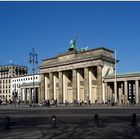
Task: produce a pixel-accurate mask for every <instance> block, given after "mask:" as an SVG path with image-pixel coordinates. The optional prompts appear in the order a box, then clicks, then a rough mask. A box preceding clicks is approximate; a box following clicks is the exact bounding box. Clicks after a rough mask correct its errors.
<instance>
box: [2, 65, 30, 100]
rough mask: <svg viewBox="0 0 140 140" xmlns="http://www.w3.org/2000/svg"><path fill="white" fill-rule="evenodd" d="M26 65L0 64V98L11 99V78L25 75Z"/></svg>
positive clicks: (3, 98) (26, 73)
mask: <svg viewBox="0 0 140 140" xmlns="http://www.w3.org/2000/svg"><path fill="white" fill-rule="evenodd" d="M27 72H28V69H27V67H26V66H20V65H14V64H9V65H3V66H0V98H1V99H7V100H9V99H11V78H13V77H18V76H23V75H27Z"/></svg>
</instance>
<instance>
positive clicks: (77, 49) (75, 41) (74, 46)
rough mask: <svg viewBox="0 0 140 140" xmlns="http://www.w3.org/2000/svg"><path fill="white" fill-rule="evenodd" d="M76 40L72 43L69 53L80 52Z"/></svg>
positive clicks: (70, 45) (74, 40)
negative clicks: (76, 42) (73, 51)
mask: <svg viewBox="0 0 140 140" xmlns="http://www.w3.org/2000/svg"><path fill="white" fill-rule="evenodd" d="M76 39H77V37H76ZM76 39H75V40H74V41H73V40H71V41H70V46H69V51H74V52H76V51H78V48H77V46H76Z"/></svg>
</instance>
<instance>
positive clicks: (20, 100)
mask: <svg viewBox="0 0 140 140" xmlns="http://www.w3.org/2000/svg"><path fill="white" fill-rule="evenodd" d="M33 77H34V88H35V92H34V93H33ZM11 93H12V95H15V94H16V96H12V100H17V101H18V100H20V101H23V102H26V103H32V102H33V100H34V101H35V103H38V101H39V94H40V75H39V74H35V75H34V76H33V75H25V76H20V77H17V78H12V79H11Z"/></svg>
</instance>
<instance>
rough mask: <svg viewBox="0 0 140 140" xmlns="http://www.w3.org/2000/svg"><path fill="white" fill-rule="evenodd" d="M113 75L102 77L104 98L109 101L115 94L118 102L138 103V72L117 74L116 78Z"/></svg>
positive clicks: (139, 76)
mask: <svg viewBox="0 0 140 140" xmlns="http://www.w3.org/2000/svg"><path fill="white" fill-rule="evenodd" d="M114 77H115V75H107V76H105V77H104V83H105V98H106V100H110V101H111V100H112V96H113V95H114V94H116V98H117V99H116V102H117V103H118V104H134V103H136V104H138V103H140V73H126V74H117V75H116V80H115V78H114ZM115 83H117V87H116V89H117V90H116V93H115Z"/></svg>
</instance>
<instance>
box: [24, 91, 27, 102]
mask: <svg viewBox="0 0 140 140" xmlns="http://www.w3.org/2000/svg"><path fill="white" fill-rule="evenodd" d="M24 102H25V103H27V89H26V88H25V89H24Z"/></svg>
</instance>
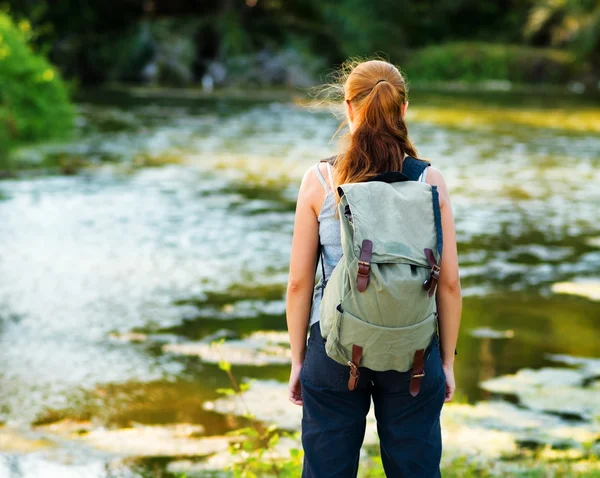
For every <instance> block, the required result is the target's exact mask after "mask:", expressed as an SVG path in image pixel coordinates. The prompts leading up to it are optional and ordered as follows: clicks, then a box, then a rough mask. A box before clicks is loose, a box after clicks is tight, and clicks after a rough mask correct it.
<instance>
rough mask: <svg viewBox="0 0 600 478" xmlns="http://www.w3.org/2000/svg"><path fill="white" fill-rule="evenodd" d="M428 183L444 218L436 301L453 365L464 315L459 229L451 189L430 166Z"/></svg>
mask: <svg viewBox="0 0 600 478" xmlns="http://www.w3.org/2000/svg"><path fill="white" fill-rule="evenodd" d="M427 182H428V183H429V184H433V185H436V186H437V187H438V191H439V196H440V206H441V215H442V231H443V237H444V248H443V252H442V261H441V264H440V269H441V270H440V280H439V284H438V289H437V294H436V300H437V309H438V314H439V323H440V345H441V351H442V362H443V363H444V365H447V366H451V365H453V364H454V350H455V348H456V341H457V340H458V329H459V326H460V316H461V312H462V296H461V290H460V278H459V274H458V253H457V249H456V228H455V225H454V215H453V213H452V205H451V203H450V196H449V194H448V188H447V186H446V182H445V181H444V178H443V176H442V174H441V173H440V172H439V171H438V170H437V169H435V168H432V167H430V168H429V172H428V174H427Z"/></svg>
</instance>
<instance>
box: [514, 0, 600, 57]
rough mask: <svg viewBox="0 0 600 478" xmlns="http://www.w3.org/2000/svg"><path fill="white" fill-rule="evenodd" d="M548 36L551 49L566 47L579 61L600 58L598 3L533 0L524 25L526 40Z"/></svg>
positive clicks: (599, 23)
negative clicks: (561, 46) (528, 39)
mask: <svg viewBox="0 0 600 478" xmlns="http://www.w3.org/2000/svg"><path fill="white" fill-rule="evenodd" d="M544 33H546V34H548V35H549V36H550V38H551V41H552V43H553V44H554V45H559V46H570V47H572V48H573V51H574V52H575V53H576V54H577V55H578V56H579V57H580V58H582V59H589V60H592V59H598V58H600V2H598V1H596V0H537V1H536V2H534V6H533V8H532V9H531V11H530V12H529V17H528V19H527V23H526V25H525V35H526V36H527V37H528V38H532V37H535V36H536V35H537V36H539V35H540V34H544Z"/></svg>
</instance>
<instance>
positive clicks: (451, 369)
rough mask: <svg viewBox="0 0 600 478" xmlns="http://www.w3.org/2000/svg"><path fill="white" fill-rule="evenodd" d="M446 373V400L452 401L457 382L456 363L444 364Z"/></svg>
mask: <svg viewBox="0 0 600 478" xmlns="http://www.w3.org/2000/svg"><path fill="white" fill-rule="evenodd" d="M442 368H443V369H444V374H445V375H446V398H445V399H444V402H450V401H452V397H453V396H454V390H455V389H456V384H455V382H454V364H449V365H448V364H442Z"/></svg>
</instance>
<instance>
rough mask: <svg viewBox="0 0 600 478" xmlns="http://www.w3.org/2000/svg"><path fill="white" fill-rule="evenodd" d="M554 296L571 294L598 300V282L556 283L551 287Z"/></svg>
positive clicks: (599, 291)
mask: <svg viewBox="0 0 600 478" xmlns="http://www.w3.org/2000/svg"><path fill="white" fill-rule="evenodd" d="M552 292H554V293H555V294H571V295H579V296H582V297H586V298H587V299H590V300H600V281H592V280H590V281H578V282H557V283H556V284H554V285H553V286H552Z"/></svg>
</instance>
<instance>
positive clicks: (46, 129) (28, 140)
mask: <svg viewBox="0 0 600 478" xmlns="http://www.w3.org/2000/svg"><path fill="white" fill-rule="evenodd" d="M31 36H32V33H31V26H30V24H29V23H28V22H27V21H20V22H19V23H18V24H15V23H14V22H13V21H12V19H11V18H10V17H9V16H8V15H6V14H5V13H1V12H0V161H1V160H2V158H3V157H4V156H5V155H6V152H7V151H8V149H10V148H11V147H13V146H16V145H18V144H22V143H27V142H33V141H40V140H48V139H54V138H60V137H64V136H67V135H68V134H69V133H70V132H71V130H72V128H73V121H74V108H73V106H72V105H71V103H70V101H69V98H68V95H67V89H66V87H65V84H64V83H63V81H62V80H61V78H60V75H59V74H58V72H57V71H56V70H55V69H54V68H53V67H52V65H51V64H50V63H49V62H48V60H47V59H46V58H45V57H44V56H43V55H40V54H39V53H36V52H34V51H33V50H32V48H31V45H30V42H29V40H30V39H31Z"/></svg>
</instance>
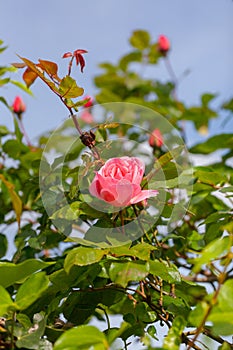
○ ○ ○
- **BRIEF**:
Rewrite all of the items above with "rough mask" changed to "coarse mask" wherever it occurs and nothing else altered. Leave the pictures out of your copy.

- **RESPONSE**:
Task: produce a pixel-accurate mask for every <instance> block, given after "mask:" as an SVG path with image-pixel coordinates. The optional prompts appear in the order a box, then clicks, then a coarse mask. A box preceding clicks is approximate; a box following clicks is the exact bounding box. Clicks after a coarse mask correct its errors.
<instance>
box: [2, 65, 30, 100]
coarse mask: <svg viewBox="0 0 140 140" xmlns="http://www.w3.org/2000/svg"><path fill="white" fill-rule="evenodd" d="M26 65L0 64V98L11 99V78L25 75Z"/></svg>
positive clicks: (3, 98) (26, 73)
mask: <svg viewBox="0 0 140 140" xmlns="http://www.w3.org/2000/svg"><path fill="white" fill-rule="evenodd" d="M27 72H28V69H27V67H26V66H20V65H14V64H9V65H3V66H0V98H1V99H7V100H9V99H11V78H13V77H18V76H23V75H27Z"/></svg>
</instance>
<instance>
positive clicks: (77, 49) (75, 41) (74, 46)
coarse mask: <svg viewBox="0 0 140 140" xmlns="http://www.w3.org/2000/svg"><path fill="white" fill-rule="evenodd" d="M76 40L72 43L69 53L80 52Z"/></svg>
positive clicks: (70, 45) (74, 40)
negative clicks: (76, 42) (73, 51)
mask: <svg viewBox="0 0 140 140" xmlns="http://www.w3.org/2000/svg"><path fill="white" fill-rule="evenodd" d="M76 39H77V37H76ZM76 39H75V40H74V41H73V40H71V41H70V46H69V51H74V52H76V51H78V48H77V46H76Z"/></svg>
</instance>
<instance>
positive clicks: (20, 100)
mask: <svg viewBox="0 0 140 140" xmlns="http://www.w3.org/2000/svg"><path fill="white" fill-rule="evenodd" d="M33 77H34V88H35V92H34V93H33ZM11 93H12V95H15V94H16V96H12V100H17V101H18V100H20V101H23V102H26V103H32V102H33V100H34V101H35V103H38V101H39V94H40V75H39V74H35V75H34V76H33V75H25V76H20V77H17V78H12V79H11Z"/></svg>
</instance>
<instance>
coarse mask: <svg viewBox="0 0 140 140" xmlns="http://www.w3.org/2000/svg"><path fill="white" fill-rule="evenodd" d="M113 75L102 77L104 98L109 101L115 94L118 102L138 103V72L117 74L116 78Z"/></svg>
positive clicks: (139, 76)
mask: <svg viewBox="0 0 140 140" xmlns="http://www.w3.org/2000/svg"><path fill="white" fill-rule="evenodd" d="M114 77H115V75H107V76H105V77H104V83H105V98H106V100H110V101H111V100H112V96H113V95H114V94H116V98H117V99H116V102H117V103H118V104H134V103H136V104H138V103H140V73H126V74H117V75H116V80H115V78H114ZM115 83H117V87H116V89H117V90H116V93H115Z"/></svg>
</instance>
<instance>
box: [24, 91, 27, 102]
mask: <svg viewBox="0 0 140 140" xmlns="http://www.w3.org/2000/svg"><path fill="white" fill-rule="evenodd" d="M24 102H25V103H27V89H26V88H25V89H24Z"/></svg>
</instance>
For every <instance> block, the required result is the target's exact mask after "mask:", expressed as an SVG path in image pixel coordinates. The prompts leading up to it are optional and ordered as follows: clicks, then a box, then a coarse mask. A box before clicks is loose, a box after clicks is tight, and clicks after a coarse mask correct it.
<instance>
coarse mask: <svg viewBox="0 0 600 478" xmlns="http://www.w3.org/2000/svg"><path fill="white" fill-rule="evenodd" d="M428 183L444 218L436 301L453 365L464 315L459 229L451 189L430 166Z"/></svg>
mask: <svg viewBox="0 0 600 478" xmlns="http://www.w3.org/2000/svg"><path fill="white" fill-rule="evenodd" d="M427 182H428V183H429V184H433V185H436V186H437V187H438V191H439V196H440V206H441V215H442V231H443V237H444V248H443V252H442V261H441V264H440V269H441V270H440V280H439V284H438V289H437V294H436V300H437V309H438V314H439V323H440V345H441V351H442V362H443V363H444V365H447V366H451V365H453V364H454V350H455V348H456V341H457V340H458V329H459V326H460V316H461V312H462V296H461V290H460V278H459V274H458V253H457V249H456V228H455V225H454V215H453V213H452V205H451V203H450V196H449V194H448V188H447V186H446V182H445V181H444V178H443V176H442V174H441V173H440V172H439V171H438V170H437V169H435V168H432V167H430V168H429V172H428V174H427Z"/></svg>
</instance>
<instance>
box: [514, 0, 600, 57]
coarse mask: <svg viewBox="0 0 600 478" xmlns="http://www.w3.org/2000/svg"><path fill="white" fill-rule="evenodd" d="M548 36L551 49L566 47L579 61L600 58L598 3L533 0L524 25L526 40Z"/></svg>
positive clicks: (599, 23)
negative clicks: (561, 46) (528, 39)
mask: <svg viewBox="0 0 600 478" xmlns="http://www.w3.org/2000/svg"><path fill="white" fill-rule="evenodd" d="M544 33H546V34H548V35H549V36H550V38H551V41H552V43H553V44H554V45H559V46H570V47H572V48H573V51H574V52H575V53H576V54H577V55H578V56H579V57H580V58H582V59H589V60H592V59H598V58H600V2H598V1H596V0H537V1H536V2H534V6H533V8H532V9H531V11H530V12H529V17H528V19H527V23H526V25H525V35H526V36H527V37H528V38H532V37H535V36H536V35H537V36H539V35H540V34H544Z"/></svg>
</instance>
<instance>
positive clicks: (451, 369)
coarse mask: <svg viewBox="0 0 600 478" xmlns="http://www.w3.org/2000/svg"><path fill="white" fill-rule="evenodd" d="M446 373V400L452 401L457 382L456 363L444 364Z"/></svg>
mask: <svg viewBox="0 0 600 478" xmlns="http://www.w3.org/2000/svg"><path fill="white" fill-rule="evenodd" d="M442 368H443V369H444V374H445V375H446V398H445V399H444V402H450V401H452V397H453V396H454V390H455V389H456V384H455V382H454V364H449V365H448V364H442Z"/></svg>
</instance>
<instance>
coarse mask: <svg viewBox="0 0 600 478" xmlns="http://www.w3.org/2000/svg"><path fill="white" fill-rule="evenodd" d="M554 296L571 294L598 300V282L556 283L551 287Z"/></svg>
positive clicks: (599, 291)
mask: <svg viewBox="0 0 600 478" xmlns="http://www.w3.org/2000/svg"><path fill="white" fill-rule="evenodd" d="M552 292H554V293H555V294H571V295H579V296H582V297H586V298H587V299H590V300H600V281H592V280H590V281H578V282H557V283H556V284H554V285H553V286H552Z"/></svg>
</instance>
<instance>
positive clicks: (46, 129) (28, 140)
mask: <svg viewBox="0 0 600 478" xmlns="http://www.w3.org/2000/svg"><path fill="white" fill-rule="evenodd" d="M31 36H32V33H31V26H30V24H29V23H28V22H27V21H20V22H19V23H18V24H15V23H14V22H13V21H12V19H11V18H10V17H9V16H8V15H6V14H5V13H1V12H0V161H1V160H2V158H3V157H4V156H5V155H6V152H7V151H8V149H10V148H11V147H13V146H16V145H18V144H22V143H27V142H33V141H40V140H48V139H54V138H60V137H64V136H67V135H68V134H69V133H70V132H71V130H72V128H73V121H74V108H73V106H72V105H71V103H70V101H69V98H68V95H67V89H66V87H65V84H64V83H63V81H62V80H61V78H60V75H59V74H58V72H57V71H56V70H55V69H54V68H53V67H52V65H51V64H50V63H49V62H48V60H47V59H46V58H45V57H44V56H43V55H40V54H39V53H36V52H34V51H33V50H32V48H31V45H30V42H29V40H30V39H31Z"/></svg>
</instance>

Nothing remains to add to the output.